**Short task**:
Please shift every x and y coordinate in the answers of the records below by adding 116 to it. Copy all the other lines of the records unchanged.

**Given records**:
+ + + + + + +
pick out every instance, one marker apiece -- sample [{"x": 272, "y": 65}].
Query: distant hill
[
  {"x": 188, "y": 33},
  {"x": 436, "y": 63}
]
+ + + + + + +
**Answer to this problem**:
pick out every instance, one marker apiece -- sample [{"x": 272, "y": 65}].
Query: distant hill
[
  {"x": 304, "y": 149},
  {"x": 552, "y": 179}
]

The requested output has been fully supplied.